What is expected: Reproduce every line of the material below verbatim, leaving out the pictures.
* Begin Given information *
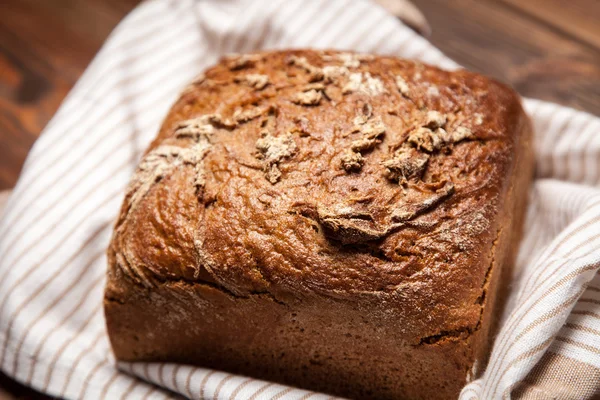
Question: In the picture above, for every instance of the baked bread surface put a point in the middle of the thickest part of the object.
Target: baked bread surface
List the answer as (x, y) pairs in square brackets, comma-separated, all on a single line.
[(303, 213)]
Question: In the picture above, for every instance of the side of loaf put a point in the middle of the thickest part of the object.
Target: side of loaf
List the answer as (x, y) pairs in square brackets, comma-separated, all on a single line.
[(335, 221)]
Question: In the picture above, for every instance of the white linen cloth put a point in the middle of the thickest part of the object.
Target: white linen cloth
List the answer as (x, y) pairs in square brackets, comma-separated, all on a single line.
[(56, 227)]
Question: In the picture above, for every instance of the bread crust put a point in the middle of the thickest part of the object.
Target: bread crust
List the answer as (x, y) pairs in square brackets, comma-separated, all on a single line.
[(308, 211)]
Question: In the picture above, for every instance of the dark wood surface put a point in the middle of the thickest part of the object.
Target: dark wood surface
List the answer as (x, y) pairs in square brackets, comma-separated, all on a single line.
[(548, 49)]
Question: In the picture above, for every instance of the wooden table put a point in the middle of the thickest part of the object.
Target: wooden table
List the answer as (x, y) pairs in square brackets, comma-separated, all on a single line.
[(549, 49)]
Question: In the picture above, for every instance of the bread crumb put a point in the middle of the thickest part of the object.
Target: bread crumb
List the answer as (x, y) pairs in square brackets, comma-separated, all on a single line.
[(350, 60), (273, 150), (407, 163), (435, 119), (426, 139), (433, 91), (235, 61), (242, 116), (309, 98), (315, 73), (195, 128), (478, 119), (402, 86), (352, 161), (461, 133), (364, 82), (256, 81), (363, 144), (333, 74)]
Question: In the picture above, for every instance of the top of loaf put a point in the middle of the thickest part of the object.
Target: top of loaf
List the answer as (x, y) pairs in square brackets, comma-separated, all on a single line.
[(325, 173)]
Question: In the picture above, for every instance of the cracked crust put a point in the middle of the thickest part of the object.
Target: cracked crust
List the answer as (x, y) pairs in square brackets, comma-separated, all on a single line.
[(306, 211)]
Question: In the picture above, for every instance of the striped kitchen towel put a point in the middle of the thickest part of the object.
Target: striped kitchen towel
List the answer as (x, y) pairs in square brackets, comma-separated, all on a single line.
[(56, 226)]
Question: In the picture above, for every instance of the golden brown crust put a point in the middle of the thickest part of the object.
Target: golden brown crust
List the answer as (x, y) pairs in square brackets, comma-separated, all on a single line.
[(382, 186)]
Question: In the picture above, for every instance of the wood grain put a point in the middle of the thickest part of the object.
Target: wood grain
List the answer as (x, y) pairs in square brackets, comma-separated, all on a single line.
[(44, 47), (577, 19)]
* End Given information *
Solution:
Question: In the picture above, for every instance of the baked bread surface put a point in the middle of the thickest part of the object.
Target: baked bread surface
List the answer as (x, y) pairs in square brackets, comma-separated, all on a single line.
[(303, 213)]
Question: In the picture above, for every instance of the side of loaf put a point in the middle of the thickest part of the object.
Target: side of loaf
List the answer as (x, y) pairs in square brackets, comma-separated, all on a single line.
[(335, 221)]
Question: In the picture above, for every instance of the white linen cloth put a point in the middle of the thickest part of the object.
Target: white linen cloth
List the answer as (x, y) pairs in square brackets, comma-separated, all on a single line.
[(56, 227)]
Question: In the picture above, for every instance of the bread crust put a point in the middle of the thickest part of the object.
Target: bread crust
List the answer as (x, y) pairs in square brackets, comma-separated, all on a single line.
[(308, 211)]
Question: In the picture above, for every instance of the dark wood surface put a point in the middle of the thickest part of the object.
Target: dark wood surface
List the answer as (x, y) pairs in square brackets, comma-separated, all on a single line.
[(548, 49)]
Question: In the picture above, for every instance of the wooden table put a point in the middle of the thickest part of the object.
Target: wooden table
List the answer as (x, y) pairs in square brackets, comma-separated, all on a single line.
[(549, 49)]
Question: In the picture above, for every instance of the bread crumb put a point in the middle of the thickest part of the object.
Target: bread crumb
List the answer as (x, y) pairs in square brackets, comma-separated, all on a single line.
[(350, 60), (273, 150), (407, 163), (435, 119), (426, 139), (433, 91), (235, 61), (242, 116), (309, 98), (315, 73), (195, 128), (478, 119), (402, 86), (352, 161), (461, 133), (364, 82), (256, 81), (363, 144), (333, 74)]
Question: In the picture above, for every instance of the top of loaf put a point in the middle of the thickest part of the object.
Target: top of loaf
List the answer as (x, y) pairs in square brackets, comma-separated, all on a single line.
[(325, 173)]
Question: In the picture above, for every instance of the cracked crust put a point in the middle of the thickest part of the object.
Target: cracked crust
List the answer as (x, y) pairs in square brackets, comma-separated, all on a single line.
[(306, 211)]
Question: In the picture above, for every instance of the striped kitchen towel put a point in the middle of the thickest part of the object.
Target: striped kitchen towel
List the answer as (x, y) pairs in square brackets, comma-separated, all on a single line.
[(56, 226)]
Question: In the picture above, for every instance of the golden brown crust put a point in the middle of the thickest part of the object.
Target: golden brown crust
List the answer as (x, y) pairs in square brackets, comma-separated, all on a single line.
[(382, 186)]
Question: In the picture above, for every instance of the wood grain put a point in the middle of the thickest part of the object.
Target: wood grain
List the answer as (x, y) pairs in square brackets, comma-separated, all on a single line.
[(44, 47), (577, 19)]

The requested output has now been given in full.